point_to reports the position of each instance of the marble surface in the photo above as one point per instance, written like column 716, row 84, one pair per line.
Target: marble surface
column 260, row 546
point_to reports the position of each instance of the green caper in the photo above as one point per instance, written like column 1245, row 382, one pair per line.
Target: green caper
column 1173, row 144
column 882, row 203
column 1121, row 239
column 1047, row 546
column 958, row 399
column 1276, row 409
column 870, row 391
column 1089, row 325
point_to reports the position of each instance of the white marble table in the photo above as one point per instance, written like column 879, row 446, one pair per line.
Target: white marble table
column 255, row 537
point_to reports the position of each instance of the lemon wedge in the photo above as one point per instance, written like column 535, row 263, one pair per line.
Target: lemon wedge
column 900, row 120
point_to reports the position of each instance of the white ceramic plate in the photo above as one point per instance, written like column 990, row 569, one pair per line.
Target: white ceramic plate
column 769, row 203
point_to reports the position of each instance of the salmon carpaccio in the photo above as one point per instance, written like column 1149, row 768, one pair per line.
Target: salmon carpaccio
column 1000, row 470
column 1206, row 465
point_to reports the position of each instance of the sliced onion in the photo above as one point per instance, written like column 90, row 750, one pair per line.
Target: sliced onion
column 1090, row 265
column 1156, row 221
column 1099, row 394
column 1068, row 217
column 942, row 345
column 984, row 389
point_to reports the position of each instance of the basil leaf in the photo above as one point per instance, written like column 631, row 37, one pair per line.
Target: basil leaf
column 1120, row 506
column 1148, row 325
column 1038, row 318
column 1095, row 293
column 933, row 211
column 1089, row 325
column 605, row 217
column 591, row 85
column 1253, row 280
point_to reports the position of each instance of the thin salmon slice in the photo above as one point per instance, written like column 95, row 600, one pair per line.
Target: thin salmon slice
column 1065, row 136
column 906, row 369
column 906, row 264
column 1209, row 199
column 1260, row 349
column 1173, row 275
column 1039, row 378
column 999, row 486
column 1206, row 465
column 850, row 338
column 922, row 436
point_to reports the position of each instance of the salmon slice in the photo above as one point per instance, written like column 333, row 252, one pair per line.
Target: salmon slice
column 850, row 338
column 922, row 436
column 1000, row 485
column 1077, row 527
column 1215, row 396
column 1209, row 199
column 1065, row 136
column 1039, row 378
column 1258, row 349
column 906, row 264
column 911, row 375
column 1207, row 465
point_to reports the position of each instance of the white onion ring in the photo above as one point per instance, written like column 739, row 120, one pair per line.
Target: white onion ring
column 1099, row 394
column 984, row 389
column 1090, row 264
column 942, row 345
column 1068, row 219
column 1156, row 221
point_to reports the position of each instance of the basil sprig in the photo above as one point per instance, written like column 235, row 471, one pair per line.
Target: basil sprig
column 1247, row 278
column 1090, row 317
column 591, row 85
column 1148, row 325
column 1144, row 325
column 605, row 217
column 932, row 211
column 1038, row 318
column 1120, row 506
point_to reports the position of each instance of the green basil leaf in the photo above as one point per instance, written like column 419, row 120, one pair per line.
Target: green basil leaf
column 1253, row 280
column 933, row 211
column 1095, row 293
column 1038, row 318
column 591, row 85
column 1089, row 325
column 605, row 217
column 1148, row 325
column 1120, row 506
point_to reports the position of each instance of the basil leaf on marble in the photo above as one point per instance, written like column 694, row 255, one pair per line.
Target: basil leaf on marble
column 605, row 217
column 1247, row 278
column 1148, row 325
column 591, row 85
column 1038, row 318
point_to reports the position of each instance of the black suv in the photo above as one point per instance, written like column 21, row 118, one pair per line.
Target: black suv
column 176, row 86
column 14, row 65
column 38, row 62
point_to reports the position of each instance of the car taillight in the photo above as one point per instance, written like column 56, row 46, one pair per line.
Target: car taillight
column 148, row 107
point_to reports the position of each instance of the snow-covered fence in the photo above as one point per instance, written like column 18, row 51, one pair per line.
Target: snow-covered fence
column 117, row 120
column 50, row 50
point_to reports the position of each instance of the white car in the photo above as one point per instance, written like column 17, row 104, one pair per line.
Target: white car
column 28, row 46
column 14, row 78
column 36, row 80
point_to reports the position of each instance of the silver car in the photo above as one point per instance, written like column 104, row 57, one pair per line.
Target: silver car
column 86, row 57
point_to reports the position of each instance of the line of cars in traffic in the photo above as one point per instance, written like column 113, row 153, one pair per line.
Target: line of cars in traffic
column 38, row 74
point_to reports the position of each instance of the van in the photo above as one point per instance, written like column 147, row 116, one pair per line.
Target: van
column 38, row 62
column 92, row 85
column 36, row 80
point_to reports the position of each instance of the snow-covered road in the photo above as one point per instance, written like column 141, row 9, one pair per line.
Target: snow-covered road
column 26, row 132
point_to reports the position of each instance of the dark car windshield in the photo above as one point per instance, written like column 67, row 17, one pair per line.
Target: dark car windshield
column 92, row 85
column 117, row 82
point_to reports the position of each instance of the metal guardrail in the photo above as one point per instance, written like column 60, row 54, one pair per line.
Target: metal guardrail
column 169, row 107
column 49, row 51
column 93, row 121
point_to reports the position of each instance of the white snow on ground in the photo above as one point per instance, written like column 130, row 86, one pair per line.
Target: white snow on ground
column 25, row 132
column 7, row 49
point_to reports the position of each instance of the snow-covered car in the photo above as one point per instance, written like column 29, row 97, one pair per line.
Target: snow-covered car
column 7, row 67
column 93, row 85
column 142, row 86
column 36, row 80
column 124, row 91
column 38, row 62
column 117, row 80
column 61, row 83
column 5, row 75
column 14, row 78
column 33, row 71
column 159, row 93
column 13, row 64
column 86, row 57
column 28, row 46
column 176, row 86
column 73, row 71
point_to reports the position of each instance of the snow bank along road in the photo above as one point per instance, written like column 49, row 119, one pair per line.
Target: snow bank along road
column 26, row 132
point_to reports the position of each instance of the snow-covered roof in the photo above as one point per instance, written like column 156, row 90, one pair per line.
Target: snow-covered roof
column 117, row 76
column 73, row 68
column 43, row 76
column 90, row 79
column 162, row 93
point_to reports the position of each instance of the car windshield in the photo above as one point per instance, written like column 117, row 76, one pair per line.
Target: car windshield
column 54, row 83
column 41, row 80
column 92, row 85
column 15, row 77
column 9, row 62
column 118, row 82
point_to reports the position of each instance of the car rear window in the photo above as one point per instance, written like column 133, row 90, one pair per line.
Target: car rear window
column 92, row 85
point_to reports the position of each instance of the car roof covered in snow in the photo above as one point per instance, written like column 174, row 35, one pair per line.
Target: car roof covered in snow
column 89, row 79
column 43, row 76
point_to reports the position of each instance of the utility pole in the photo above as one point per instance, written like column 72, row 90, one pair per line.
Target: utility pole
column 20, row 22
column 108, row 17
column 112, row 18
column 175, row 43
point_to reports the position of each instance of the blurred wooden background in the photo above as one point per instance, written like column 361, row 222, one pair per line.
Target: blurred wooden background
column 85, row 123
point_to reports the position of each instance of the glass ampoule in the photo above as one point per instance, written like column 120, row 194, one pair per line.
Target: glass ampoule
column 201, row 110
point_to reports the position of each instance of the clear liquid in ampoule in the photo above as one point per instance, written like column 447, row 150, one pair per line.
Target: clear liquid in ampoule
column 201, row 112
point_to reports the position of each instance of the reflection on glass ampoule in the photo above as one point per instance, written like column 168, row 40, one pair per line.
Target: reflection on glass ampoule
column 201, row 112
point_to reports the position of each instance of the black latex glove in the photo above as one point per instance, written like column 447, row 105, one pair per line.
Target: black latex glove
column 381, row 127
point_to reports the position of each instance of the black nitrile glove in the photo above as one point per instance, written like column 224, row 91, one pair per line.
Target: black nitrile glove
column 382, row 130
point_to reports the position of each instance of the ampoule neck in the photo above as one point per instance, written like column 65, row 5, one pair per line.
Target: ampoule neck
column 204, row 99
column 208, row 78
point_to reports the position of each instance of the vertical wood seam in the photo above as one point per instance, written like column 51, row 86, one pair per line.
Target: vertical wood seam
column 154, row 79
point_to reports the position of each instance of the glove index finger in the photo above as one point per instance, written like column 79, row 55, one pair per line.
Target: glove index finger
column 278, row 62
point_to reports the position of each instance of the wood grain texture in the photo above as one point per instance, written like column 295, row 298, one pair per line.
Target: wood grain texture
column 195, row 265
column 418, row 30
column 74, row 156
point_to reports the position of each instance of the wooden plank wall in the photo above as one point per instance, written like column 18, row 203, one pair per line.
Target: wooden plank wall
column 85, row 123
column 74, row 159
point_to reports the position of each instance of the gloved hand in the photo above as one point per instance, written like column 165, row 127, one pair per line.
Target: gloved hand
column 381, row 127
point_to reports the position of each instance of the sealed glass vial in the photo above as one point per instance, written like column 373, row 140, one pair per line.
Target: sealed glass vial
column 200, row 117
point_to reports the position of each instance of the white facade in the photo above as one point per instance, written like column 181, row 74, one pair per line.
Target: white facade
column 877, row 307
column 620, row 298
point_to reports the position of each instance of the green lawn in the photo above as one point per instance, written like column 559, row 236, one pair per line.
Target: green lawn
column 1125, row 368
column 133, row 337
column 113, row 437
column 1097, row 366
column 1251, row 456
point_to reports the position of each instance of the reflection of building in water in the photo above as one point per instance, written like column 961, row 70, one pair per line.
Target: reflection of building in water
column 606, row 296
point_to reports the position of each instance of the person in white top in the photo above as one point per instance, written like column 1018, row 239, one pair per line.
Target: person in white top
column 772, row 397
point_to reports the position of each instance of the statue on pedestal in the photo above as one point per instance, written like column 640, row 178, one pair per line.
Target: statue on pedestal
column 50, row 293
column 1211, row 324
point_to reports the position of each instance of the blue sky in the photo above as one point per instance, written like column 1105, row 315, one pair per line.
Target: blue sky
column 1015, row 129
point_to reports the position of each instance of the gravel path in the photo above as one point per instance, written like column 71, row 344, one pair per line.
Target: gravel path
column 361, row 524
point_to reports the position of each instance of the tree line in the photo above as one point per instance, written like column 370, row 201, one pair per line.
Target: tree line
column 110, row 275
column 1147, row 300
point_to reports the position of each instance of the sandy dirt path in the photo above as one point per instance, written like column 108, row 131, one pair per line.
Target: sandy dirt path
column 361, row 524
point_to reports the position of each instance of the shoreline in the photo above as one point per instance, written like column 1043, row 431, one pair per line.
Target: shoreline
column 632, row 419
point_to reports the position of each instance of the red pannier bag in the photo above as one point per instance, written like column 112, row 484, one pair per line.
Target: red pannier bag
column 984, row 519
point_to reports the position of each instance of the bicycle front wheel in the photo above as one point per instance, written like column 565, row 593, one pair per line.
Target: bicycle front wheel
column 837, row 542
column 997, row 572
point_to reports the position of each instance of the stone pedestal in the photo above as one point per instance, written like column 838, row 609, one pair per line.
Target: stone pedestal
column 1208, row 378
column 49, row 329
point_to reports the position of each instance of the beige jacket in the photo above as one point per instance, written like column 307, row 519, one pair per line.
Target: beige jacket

# # #

Disponi come CSV a due colonne, "testo" e "risposta", la parte che si apre con la riga contenente "point_to reports the position of each instance of the snow bank" e si chiude con quella contenente "column 201, row 110", estremi inclusi. Metti ogni testo con la sua risposta su una riga CSV, con ciascun campo tra virgolette e gli a capo sostituiti da spazi.

> _Risultato_
testo,risposta
"point_to reports the position of each instance of the snow bank along road in the photo above as one point per instance, written like column 49, row 119, one pair per line. Target: snow bank along road","column 26, row 132"
"point_to reports the position of each instance of the snow-covered roof in the photo above as one point per instance, written like column 156, row 90, one pair per line. Target: snow-covered roof","column 117, row 76 column 73, row 68 column 43, row 76 column 90, row 79 column 162, row 93"
"point_to reports the position of each instance of the car windshield in the photo above as one point per instance, written like column 117, row 76, one pair per line. Target: car windshield","column 54, row 83 column 41, row 80 column 92, row 85 column 15, row 77 column 9, row 62 column 118, row 82"
"point_to reports the position of each instance of the car rear window in the photo above as one point per instance, written like column 133, row 90, one pair per line. Target: car rear window","column 92, row 85"
"point_to reports the position of each instance of the car roof covered in snow in the photo above as one point per instance, written like column 174, row 35, one pair per line. Target: car roof covered in snow","column 89, row 79 column 43, row 76"
"point_to reports the position of each instance of the utility pole in the photo above as one point per instance, written like column 72, row 90, one pair per line. Target: utility pole","column 20, row 22 column 108, row 17 column 112, row 18 column 175, row 43"
"point_to reports the position of each instance of the blurred wooden background in the photo above as one point per instance, written like column 361, row 222, one pair per line. Target: blurred wooden background","column 85, row 123"
"point_to reports the position of each instance of the glass ampoule in the photo above as one point per instance, written like column 120, row 194, one pair per line. Target: glass ampoule","column 201, row 110"